**Aim of the task:** Search the data for the string "below" and gather each line it is in.
⟨
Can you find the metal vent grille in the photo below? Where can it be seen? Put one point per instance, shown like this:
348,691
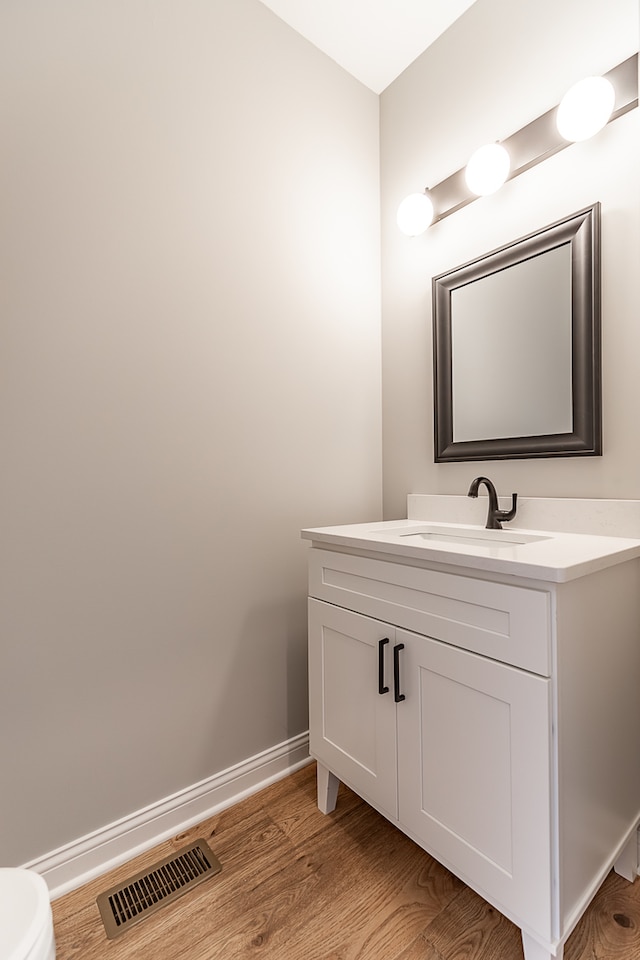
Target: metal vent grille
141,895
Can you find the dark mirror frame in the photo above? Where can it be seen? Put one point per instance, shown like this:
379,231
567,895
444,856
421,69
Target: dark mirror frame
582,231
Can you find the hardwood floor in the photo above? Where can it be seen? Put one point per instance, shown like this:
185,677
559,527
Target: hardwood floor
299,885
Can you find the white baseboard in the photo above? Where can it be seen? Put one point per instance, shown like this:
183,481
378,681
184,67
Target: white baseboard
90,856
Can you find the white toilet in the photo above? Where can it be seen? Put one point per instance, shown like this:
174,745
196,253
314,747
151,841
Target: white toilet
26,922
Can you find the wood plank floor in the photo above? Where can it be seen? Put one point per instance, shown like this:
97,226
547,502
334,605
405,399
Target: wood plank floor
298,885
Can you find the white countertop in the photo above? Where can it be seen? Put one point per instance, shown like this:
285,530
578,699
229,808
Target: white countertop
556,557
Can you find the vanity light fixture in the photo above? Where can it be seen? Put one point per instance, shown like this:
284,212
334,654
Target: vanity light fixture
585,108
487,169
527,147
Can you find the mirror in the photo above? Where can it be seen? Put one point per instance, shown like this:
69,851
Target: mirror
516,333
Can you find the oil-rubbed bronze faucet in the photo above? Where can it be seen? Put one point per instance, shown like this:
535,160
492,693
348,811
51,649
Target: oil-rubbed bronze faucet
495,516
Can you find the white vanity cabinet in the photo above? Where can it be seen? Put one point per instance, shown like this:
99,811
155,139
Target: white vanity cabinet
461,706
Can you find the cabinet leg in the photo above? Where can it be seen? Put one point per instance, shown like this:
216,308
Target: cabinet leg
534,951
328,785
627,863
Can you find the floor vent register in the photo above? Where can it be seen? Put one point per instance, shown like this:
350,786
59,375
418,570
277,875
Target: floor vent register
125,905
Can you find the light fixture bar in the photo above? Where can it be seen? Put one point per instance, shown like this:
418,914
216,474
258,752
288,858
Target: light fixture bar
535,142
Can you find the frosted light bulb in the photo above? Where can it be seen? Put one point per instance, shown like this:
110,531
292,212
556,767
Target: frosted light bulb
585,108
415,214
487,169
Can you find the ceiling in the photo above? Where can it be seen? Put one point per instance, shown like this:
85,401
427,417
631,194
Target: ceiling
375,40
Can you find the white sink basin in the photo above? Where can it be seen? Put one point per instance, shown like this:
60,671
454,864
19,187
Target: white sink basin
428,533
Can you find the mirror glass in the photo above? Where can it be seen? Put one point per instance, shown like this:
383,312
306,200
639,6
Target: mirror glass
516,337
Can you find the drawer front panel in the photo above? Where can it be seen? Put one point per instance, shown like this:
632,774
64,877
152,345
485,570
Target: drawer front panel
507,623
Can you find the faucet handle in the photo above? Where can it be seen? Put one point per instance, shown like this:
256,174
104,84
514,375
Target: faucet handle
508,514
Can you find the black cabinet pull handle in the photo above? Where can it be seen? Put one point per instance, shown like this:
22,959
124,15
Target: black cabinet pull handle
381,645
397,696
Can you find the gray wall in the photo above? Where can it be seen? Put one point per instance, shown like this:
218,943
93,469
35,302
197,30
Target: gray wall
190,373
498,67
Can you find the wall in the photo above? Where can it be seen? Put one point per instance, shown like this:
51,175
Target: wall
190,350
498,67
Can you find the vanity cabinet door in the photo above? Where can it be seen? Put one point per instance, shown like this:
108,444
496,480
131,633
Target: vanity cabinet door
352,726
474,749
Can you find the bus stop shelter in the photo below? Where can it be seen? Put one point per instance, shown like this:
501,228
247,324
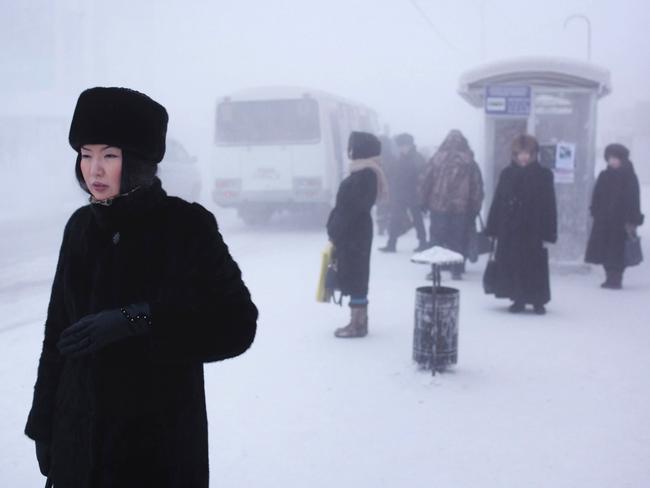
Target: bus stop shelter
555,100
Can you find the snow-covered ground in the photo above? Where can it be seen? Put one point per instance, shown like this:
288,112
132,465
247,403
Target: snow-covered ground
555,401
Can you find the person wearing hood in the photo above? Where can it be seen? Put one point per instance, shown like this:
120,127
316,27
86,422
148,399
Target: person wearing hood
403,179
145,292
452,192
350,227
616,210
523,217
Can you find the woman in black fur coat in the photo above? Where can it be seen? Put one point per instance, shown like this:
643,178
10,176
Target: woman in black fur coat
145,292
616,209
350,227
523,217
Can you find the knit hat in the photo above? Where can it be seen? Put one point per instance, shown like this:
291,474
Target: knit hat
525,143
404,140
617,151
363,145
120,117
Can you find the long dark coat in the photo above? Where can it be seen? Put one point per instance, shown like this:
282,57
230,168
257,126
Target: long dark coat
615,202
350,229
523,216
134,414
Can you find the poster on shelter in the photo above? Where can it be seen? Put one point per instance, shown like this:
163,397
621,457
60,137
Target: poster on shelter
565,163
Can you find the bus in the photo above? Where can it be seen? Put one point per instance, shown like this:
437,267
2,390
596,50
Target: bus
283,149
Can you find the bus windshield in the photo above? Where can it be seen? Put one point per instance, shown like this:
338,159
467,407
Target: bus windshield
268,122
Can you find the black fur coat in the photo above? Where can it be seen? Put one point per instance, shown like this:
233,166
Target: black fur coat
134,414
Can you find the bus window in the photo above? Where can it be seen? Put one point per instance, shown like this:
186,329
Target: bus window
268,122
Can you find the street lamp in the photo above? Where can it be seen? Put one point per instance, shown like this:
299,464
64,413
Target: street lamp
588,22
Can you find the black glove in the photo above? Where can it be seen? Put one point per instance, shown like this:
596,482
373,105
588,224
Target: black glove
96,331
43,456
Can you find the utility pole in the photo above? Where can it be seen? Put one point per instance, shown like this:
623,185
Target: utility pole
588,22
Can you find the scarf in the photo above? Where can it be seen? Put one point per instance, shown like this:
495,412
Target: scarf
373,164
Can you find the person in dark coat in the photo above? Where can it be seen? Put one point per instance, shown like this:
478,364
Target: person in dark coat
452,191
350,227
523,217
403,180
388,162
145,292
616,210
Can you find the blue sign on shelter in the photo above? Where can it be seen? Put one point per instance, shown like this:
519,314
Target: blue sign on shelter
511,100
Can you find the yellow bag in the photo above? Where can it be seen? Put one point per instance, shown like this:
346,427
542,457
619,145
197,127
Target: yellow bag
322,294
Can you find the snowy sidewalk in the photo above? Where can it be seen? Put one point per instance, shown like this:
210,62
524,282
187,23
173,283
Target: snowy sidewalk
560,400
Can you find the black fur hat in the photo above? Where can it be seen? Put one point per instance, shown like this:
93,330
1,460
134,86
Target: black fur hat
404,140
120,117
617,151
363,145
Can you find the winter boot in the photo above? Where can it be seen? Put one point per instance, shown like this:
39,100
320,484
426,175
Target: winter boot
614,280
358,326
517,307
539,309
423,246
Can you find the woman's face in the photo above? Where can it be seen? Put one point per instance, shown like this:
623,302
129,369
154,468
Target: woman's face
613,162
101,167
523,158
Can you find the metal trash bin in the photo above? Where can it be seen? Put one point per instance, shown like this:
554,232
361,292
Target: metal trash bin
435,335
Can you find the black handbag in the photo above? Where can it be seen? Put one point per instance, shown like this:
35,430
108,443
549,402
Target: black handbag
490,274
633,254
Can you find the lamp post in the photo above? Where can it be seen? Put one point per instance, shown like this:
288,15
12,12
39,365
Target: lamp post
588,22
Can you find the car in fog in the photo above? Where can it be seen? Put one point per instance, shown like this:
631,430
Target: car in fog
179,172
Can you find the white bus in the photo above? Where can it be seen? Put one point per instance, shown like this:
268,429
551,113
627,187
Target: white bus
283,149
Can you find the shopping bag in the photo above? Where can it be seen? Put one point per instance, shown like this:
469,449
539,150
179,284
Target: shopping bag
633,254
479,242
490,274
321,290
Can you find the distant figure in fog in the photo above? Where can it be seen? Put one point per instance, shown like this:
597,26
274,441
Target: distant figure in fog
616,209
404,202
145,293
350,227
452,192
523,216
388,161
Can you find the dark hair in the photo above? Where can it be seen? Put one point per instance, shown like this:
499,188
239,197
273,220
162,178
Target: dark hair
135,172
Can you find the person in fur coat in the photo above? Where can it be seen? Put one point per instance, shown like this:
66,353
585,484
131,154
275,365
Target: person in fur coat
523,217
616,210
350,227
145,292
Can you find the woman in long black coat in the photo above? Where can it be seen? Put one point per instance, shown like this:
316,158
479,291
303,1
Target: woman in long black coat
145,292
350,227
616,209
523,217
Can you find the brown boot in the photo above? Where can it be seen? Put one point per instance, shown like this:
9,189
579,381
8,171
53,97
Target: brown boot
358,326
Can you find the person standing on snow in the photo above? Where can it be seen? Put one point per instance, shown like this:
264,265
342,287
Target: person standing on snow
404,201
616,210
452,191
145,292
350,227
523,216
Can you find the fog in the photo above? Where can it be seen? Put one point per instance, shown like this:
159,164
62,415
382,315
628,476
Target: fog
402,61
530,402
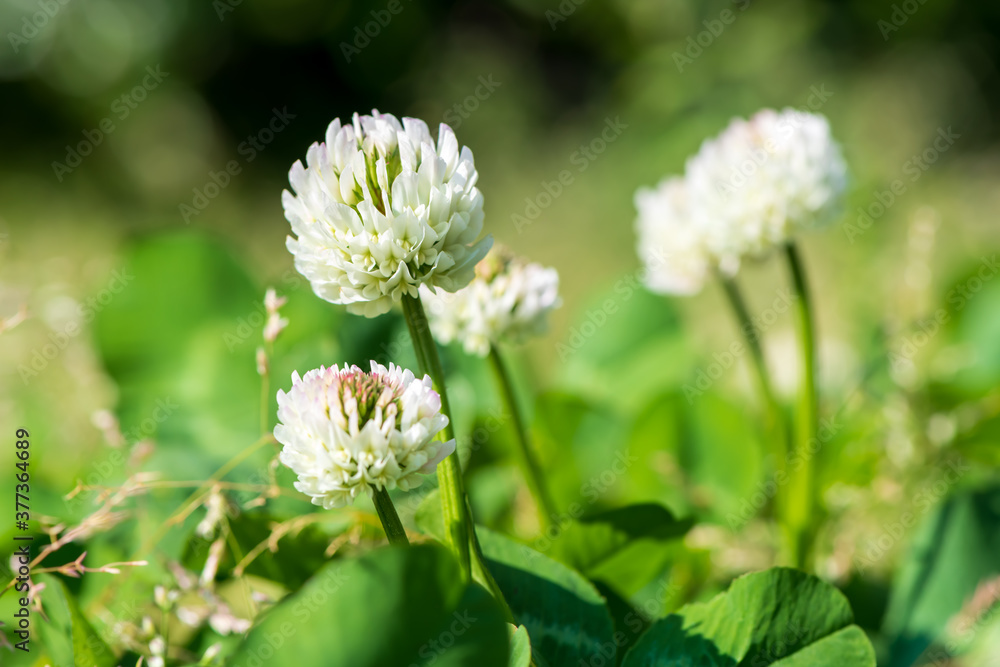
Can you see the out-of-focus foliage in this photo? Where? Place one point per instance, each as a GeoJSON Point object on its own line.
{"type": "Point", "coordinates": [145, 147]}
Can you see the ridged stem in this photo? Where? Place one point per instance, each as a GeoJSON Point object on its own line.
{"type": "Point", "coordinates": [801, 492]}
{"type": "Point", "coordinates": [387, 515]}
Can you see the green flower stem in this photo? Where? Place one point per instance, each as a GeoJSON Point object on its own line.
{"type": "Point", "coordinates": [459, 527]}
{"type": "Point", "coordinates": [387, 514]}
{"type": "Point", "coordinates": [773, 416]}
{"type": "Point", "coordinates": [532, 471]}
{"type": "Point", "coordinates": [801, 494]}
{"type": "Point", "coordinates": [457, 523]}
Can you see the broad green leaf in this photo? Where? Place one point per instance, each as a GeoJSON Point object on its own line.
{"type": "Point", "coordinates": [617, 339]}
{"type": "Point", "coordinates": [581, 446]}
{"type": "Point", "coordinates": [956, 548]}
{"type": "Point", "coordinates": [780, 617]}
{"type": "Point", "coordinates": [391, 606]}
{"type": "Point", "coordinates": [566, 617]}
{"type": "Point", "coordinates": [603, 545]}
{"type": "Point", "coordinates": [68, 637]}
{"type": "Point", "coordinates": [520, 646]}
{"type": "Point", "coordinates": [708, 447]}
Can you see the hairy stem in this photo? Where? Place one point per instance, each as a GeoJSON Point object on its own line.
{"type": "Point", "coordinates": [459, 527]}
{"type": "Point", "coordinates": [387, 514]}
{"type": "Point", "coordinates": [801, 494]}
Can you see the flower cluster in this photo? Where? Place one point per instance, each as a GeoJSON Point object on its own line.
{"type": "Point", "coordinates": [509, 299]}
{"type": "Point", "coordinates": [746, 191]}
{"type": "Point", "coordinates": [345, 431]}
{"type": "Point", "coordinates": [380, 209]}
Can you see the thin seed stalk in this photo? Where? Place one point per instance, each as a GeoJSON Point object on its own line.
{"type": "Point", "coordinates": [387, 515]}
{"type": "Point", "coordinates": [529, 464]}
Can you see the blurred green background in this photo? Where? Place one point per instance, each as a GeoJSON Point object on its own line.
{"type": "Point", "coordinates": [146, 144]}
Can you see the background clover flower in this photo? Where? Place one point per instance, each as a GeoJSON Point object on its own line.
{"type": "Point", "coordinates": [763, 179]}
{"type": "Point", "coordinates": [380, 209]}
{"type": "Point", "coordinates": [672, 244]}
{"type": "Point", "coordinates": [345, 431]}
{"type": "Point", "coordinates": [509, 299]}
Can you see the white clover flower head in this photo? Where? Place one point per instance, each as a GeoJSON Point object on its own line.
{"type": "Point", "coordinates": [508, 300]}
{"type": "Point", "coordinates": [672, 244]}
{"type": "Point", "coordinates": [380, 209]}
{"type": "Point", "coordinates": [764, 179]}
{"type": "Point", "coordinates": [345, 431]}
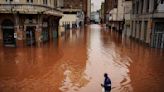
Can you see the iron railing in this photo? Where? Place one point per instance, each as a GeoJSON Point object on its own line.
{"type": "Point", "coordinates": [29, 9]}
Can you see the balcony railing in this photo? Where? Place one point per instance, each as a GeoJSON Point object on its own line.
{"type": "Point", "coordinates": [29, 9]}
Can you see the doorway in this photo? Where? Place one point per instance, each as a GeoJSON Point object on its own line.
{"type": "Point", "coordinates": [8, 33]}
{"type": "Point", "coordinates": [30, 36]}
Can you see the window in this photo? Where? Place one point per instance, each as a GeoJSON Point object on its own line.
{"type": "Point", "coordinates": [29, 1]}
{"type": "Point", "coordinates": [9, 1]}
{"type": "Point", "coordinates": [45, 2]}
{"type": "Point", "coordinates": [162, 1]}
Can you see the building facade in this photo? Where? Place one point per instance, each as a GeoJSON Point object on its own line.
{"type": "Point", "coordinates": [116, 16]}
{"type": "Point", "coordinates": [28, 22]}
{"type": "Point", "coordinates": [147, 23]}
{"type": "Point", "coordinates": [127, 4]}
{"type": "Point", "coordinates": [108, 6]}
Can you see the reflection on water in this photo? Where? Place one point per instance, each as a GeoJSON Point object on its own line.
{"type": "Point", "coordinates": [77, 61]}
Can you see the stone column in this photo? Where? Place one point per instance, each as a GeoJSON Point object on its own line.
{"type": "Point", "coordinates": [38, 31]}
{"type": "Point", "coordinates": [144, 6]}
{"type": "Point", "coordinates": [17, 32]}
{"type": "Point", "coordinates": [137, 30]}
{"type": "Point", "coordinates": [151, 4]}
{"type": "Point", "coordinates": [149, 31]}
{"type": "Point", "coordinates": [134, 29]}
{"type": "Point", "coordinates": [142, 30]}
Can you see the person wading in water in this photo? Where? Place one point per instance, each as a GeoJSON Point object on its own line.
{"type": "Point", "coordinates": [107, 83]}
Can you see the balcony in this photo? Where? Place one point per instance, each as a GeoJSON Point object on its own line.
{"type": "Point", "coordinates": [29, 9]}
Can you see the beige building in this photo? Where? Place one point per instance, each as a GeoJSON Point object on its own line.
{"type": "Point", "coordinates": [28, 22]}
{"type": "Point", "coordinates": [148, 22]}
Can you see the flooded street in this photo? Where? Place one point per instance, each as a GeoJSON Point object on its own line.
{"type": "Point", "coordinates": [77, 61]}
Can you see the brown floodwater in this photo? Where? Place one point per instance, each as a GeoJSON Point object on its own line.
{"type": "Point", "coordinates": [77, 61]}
⟩
**Written response:**
Can you find the metal vent grille in the photo below? Where can it be seen? Put one point per instance, shown like this:
Can you find the bus stop shelter in the photo below? Where can it be seen? Put one point per instance, shown like this:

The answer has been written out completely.